>>>>
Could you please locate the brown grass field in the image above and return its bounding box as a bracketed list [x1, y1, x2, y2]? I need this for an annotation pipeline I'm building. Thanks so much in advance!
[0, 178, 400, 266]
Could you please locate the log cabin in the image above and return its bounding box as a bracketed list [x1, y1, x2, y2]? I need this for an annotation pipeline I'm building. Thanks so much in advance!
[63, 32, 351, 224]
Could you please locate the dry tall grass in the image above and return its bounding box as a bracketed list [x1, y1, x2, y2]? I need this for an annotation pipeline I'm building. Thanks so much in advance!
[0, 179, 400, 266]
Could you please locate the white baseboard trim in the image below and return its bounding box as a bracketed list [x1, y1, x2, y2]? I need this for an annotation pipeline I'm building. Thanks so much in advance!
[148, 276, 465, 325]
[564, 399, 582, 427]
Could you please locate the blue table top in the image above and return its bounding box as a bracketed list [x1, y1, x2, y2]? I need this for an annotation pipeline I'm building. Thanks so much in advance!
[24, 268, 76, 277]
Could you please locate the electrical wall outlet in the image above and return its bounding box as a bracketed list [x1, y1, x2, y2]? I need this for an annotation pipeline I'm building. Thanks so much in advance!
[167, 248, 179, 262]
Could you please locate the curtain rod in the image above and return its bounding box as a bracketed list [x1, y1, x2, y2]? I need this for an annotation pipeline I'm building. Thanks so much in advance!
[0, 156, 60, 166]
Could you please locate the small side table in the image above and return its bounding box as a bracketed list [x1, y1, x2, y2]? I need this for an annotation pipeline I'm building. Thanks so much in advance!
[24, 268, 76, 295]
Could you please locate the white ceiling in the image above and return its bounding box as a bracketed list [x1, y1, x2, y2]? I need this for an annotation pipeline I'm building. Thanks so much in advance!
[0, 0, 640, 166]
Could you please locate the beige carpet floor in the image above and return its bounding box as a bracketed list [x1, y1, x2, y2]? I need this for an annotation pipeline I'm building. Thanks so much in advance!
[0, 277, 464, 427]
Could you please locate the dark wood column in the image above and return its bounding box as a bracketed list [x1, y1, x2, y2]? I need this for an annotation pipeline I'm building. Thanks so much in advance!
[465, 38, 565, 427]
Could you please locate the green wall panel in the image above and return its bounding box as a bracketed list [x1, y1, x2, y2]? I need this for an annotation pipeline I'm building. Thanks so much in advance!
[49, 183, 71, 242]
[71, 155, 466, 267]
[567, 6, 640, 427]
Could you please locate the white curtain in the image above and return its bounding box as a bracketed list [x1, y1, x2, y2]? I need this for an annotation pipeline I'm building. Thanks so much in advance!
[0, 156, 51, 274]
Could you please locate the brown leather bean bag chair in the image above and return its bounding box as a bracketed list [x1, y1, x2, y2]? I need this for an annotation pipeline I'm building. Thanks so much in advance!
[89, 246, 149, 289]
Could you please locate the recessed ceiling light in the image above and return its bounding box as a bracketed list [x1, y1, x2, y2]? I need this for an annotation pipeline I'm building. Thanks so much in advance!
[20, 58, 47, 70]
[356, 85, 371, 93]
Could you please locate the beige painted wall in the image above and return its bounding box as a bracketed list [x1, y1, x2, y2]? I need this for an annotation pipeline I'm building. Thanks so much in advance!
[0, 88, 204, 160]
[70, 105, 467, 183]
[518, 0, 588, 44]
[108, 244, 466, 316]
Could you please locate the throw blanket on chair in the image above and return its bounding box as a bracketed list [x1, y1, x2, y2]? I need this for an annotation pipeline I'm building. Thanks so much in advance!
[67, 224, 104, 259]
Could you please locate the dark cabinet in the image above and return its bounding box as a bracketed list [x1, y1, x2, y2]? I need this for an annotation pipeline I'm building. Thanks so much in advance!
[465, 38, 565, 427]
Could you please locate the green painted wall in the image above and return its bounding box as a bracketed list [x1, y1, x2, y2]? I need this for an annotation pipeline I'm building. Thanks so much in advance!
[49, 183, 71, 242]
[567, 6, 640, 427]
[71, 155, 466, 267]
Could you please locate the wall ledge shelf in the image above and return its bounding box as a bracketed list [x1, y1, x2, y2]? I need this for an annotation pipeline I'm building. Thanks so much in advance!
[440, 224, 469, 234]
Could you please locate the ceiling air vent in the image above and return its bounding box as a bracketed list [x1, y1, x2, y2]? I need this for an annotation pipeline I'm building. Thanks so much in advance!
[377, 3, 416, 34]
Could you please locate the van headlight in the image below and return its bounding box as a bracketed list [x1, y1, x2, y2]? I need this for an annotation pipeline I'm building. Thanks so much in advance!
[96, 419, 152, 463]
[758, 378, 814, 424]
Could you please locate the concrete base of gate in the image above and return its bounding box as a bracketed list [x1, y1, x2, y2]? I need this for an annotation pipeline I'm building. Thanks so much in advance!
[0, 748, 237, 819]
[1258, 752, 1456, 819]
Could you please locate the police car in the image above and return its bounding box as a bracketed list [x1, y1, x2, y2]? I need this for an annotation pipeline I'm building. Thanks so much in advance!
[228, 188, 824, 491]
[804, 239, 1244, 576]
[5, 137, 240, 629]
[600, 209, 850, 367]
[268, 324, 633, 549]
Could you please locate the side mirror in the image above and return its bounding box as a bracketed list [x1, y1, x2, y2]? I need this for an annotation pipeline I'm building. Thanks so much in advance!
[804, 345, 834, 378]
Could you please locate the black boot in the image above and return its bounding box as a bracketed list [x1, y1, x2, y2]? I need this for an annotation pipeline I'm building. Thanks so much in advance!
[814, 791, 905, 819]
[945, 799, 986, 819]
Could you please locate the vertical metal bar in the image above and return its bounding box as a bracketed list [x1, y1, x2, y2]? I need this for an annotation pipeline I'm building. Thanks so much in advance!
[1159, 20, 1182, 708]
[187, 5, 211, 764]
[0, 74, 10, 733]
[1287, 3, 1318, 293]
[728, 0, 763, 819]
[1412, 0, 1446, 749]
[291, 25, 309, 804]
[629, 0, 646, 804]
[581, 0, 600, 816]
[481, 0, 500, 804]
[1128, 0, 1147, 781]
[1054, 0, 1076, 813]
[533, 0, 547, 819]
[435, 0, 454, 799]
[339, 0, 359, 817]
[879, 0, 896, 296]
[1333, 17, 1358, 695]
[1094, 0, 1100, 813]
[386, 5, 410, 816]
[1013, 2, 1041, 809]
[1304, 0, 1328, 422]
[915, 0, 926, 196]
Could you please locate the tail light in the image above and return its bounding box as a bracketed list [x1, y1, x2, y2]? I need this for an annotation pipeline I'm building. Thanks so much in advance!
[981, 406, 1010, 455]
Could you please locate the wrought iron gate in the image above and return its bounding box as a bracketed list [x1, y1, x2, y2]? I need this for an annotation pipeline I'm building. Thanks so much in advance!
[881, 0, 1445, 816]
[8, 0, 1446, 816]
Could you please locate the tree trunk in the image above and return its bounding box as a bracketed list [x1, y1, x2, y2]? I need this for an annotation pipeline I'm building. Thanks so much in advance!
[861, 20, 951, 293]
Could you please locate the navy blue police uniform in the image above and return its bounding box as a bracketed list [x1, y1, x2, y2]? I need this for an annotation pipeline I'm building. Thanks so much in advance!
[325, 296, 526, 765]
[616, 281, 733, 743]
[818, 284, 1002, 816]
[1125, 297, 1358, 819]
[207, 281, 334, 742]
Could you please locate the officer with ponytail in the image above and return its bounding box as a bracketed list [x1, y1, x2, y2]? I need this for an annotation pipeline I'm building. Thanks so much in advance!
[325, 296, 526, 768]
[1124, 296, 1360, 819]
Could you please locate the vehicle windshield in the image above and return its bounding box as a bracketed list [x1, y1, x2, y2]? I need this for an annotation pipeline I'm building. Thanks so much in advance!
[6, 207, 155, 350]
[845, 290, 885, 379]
<<<<
● **AIM OF THE EXERCISE**
Convert every row above into a numbered list, omitting any blank lines.

● **WRITTEN SOLUTION**
1. Could you please locate the brown grass field in the image above and return its bounding box as a bracketed list [x1, y1, x2, y2]? I need this for an annotation pipeline I'm building. Thanks so much in advance!
2. [0, 178, 400, 266]
3. Could you please locate the log cabin in the image above and return its bounding box as a bracketed list [x1, y1, x2, y2]? I need this for an annotation pipeline I'm building. Thanks so much in advance!
4. [63, 32, 351, 224]
5. Could you please locate the dry tall grass in the image above and return its bounding box as a bracketed list [x1, y1, x2, y2]? I need this for an annotation pipeline I'm building. Thanks so much in advance!
6. [0, 179, 400, 266]
7. Could you please locate the white baseboard trim in the image below and return its bounding box as a bracketed list [x1, y1, x2, y2]? I need this for an annotation pipeline I'm building. Thanks so much in advance!
8. [148, 276, 465, 325]
9. [564, 399, 582, 427]
10. Could you please locate the blue table top in the image above and return its bounding box as a bracketed list [x1, y1, x2, y2]? I need this for an annotation pipeline I'm building. Thanks so much in advance!
11. [24, 268, 76, 277]
12. Could you please locate the electrical wall outlet in the image above and return its bounding box as a bracketed list [x1, y1, x2, y2]? I need this for an annotation pipeline I'm building. Thanks so much in advance!
13. [167, 248, 179, 262]
14. Could you please locate the curtain rod in the image above and return its bounding box as a bracketed list [x1, y1, x2, y2]? I need this for an annotation pipeline I'm building. Thanks so much in advance!
15. [0, 156, 60, 166]
16. Could you please locate the small side table in the image above and return its bounding box as a bracketed list [x1, y1, x2, y2]? I need this for an annotation pipeline I'm building. Thanks so much in advance!
17. [24, 268, 76, 295]
18. Could you please locate the white ceiling in the image above and return its bounding box as a bracketed list [x1, y1, x2, y2]? I need this for an annotation pipeline I'm building. Thanks so much in advance!
19. [0, 0, 640, 166]
20. Could you please locate the beige carpet floor in the image above and return its bounding box as a bracketed list [x1, y1, x2, y2]? I need this for an annotation pipeline I'm building. Thanks so much in advance!
21. [0, 277, 464, 427]
22. Could you please locate the dark wood column in the image above and return its bounding box as a bracketed list [x1, y1, x2, y2]? I need this for an annotation pipeline I'm building. Thanks so much in advance!
23. [465, 38, 565, 427]
24. Could you please locate the green wall panel in the image above and return its bounding box as a bracketed list [x1, y1, x2, y2]? I need this for an annotation pipeline I'm building. Thanks so much in advance!
25. [49, 183, 71, 242]
26. [71, 155, 466, 267]
27. [567, 6, 640, 427]
28. Could you please locate the white curtain in the image above and return its bounding box as a bracketed list [x1, y1, x2, y2]? I need this for an annotation pipeline I'm building. Thanks so much in advance!
29. [0, 156, 51, 274]
30. Could you please locate the brown leather bean bag chair in the image above and return its bounding box as a bracketed list [x1, y1, x2, y2]? I need this for an annotation pipeline I'm building. Thanks so much in advance!
31. [89, 246, 149, 289]
32. Could you please locate the recessed ceiling light in the image above and return its bounding box as a bracketed list [x1, y1, x2, y2]? I need this for an annotation pipeline I'm building. Thanks so much in advance!
33. [20, 58, 47, 70]
34. [356, 85, 371, 93]
35. Could you please locate the beige painted wall in the image above and return its bounding box as a bracketed list [x1, y1, x2, y2]? I need this for an annotation pipeline I'm building. Thanks so much in advance!
36. [0, 88, 204, 160]
37. [70, 105, 467, 183]
38. [518, 0, 588, 44]
39. [108, 244, 466, 316]
40. Could you please locate the throw blanket on chair in the image above and return its bounding box as a bracketed list [x1, y1, x2, y2]? I need this for an annotation pipeline I'm building. Thanks so much in advance!
41. [67, 224, 104, 259]
42. Could you please locate the dark cabinet in the image above and return its bounding box as a bracketed list [x1, y1, x2, y2]? I need this for an annotation pipeline I'm building. Thanks so much in advance!
43. [465, 38, 565, 427]
44. Could you please locate the green painted wall in the image above and return its bounding box as a bracketed list [x1, y1, x2, y2]? I need this for an annotation pipeline I'm building. Thanks so much in advance!
45. [49, 183, 71, 242]
46. [567, 6, 640, 427]
47. [71, 155, 466, 267]
48. Could you please locate the wall ledge shelf in the image above and return its bounding box as a bracketed list [x1, y1, x2, y2]? I need this for an annotation pipeline I'm building. Thanks so much in advance!
49. [440, 224, 469, 234]
50. Could you please locate the ceiling air vent in the image above and return its bounding box as a bracketed list [x1, y1, x2, y2]? I need this for an annotation pipeline I'm building. Thanks so much in advance!
51. [377, 3, 416, 34]
52. Could you please locate the van headlight in the image below and return its bounding box as a bracketed list [x1, y1, x2, y2]? I need this for an annotation pipeline I'm building. Thanks so much in advance!
53. [96, 419, 152, 463]
54. [758, 378, 814, 424]
55. Could you please locate the concrete base of gate in the image above and return its bounding box as a bracketed list [x1, y1, x2, y2]? I need this for an annotation pipeline I'm building. Thanks so much in advance!
56. [0, 748, 237, 819]
57. [1258, 752, 1456, 819]
58. Could you please locate the police car in the image above and return its bounding box as a bracketed list [x1, y1, x2, y2]? I need this for an annotation pipeline I'm building. Thanks so much in advance!
59. [228, 188, 824, 491]
60. [804, 239, 1244, 576]
61. [5, 137, 240, 629]
62. [600, 209, 850, 367]
63. [268, 324, 633, 549]
64. Could you please locate the side mirror in the image above and return its bounding box as a bracketed list [x1, y1, x2, y2]? I need this for an annotation pipeline I'm building. Thanks so much in advance!
65. [804, 345, 834, 378]
66. Could you please locate the black boot in the image above and return its bounding box as a bracketed list [x1, y1, x2, y2]? I need this for an annotation pipeline I'm building. Thanks so much in advance!
67. [814, 791, 905, 819]
68. [945, 799, 986, 819]
69. Could you please locate the vertical metal bar in the image above and return its bounding box as a bracketed list [x1, y1, x2, y2]? I need this for an annotation pipeline I'm building. Thanks so much in advance!
70. [1159, 20, 1182, 708]
71. [187, 5, 211, 764]
72. [0, 74, 10, 733]
73. [1287, 3, 1318, 293]
74. [728, 0, 763, 819]
75. [1412, 0, 1446, 749]
76. [291, 25, 309, 804]
77. [629, 0, 646, 804]
78. [581, 0, 600, 816]
79. [481, 0, 500, 804]
80. [1128, 0, 1147, 781]
81. [1054, 0, 1076, 813]
82. [533, 0, 547, 819]
83. [435, 0, 454, 799]
84. [339, 0, 359, 817]
85. [879, 0, 896, 296]
86. [1333, 17, 1358, 695]
87. [1094, 0, 1100, 813]
88. [386, 5, 410, 816]
89. [1013, 2, 1041, 809]
90. [1304, 0, 1328, 422]
91. [915, 0, 926, 196]
92. Could you please locate the tail light in the image above and return its bounding box as a bracketed list [x1, y1, x2, y2]? I need this for an annotation pipeline I'm building. Thanks so much in advance!
93. [981, 406, 1010, 455]
94. Could you please locate the wrought iron gate in the image above and return its bounding box as a bracketed list [x1, y1, x2, y2]? I need this for an annotation pipeline I'm building. Thanks so much in advance!
95. [881, 0, 1445, 816]
96. [8, 0, 1446, 816]
97. Could you please locate the tree trunk in the image above and return its bounding box as a bracketed list [x1, y1, x2, y2]? I need this for an annotation pipeline I'm building. Thanks so much in advance!
98. [861, 20, 951, 293]
99. Could you please locate the navy blue police uniform in the image above and return its bounding box as a bracketed list [x1, y1, x2, y2]? I need this for an annotation pipeline I'm building. Thanks so much in advance!
100. [325, 296, 526, 765]
101. [616, 281, 733, 743]
102. [818, 284, 1002, 816]
103. [1125, 297, 1358, 819]
104. [207, 281, 334, 742]
105. Could you please locate the officer with ponytail in the image above and return its bounding box as a bracketed list [x1, y1, x2, y2]? I need this for an annotation pipeline I'm building. Thanks so much in advance!
106. [325, 296, 526, 768]
107. [1124, 296, 1360, 819]
108. Could you please locate the vehicle windshield in the image above and return its bounding box as a bracketed list [x1, y1, x2, y2]? I need this for an annotation pipeline I'm building. Thanks so much in advance!
109. [6, 207, 155, 350]
110. [845, 290, 885, 379]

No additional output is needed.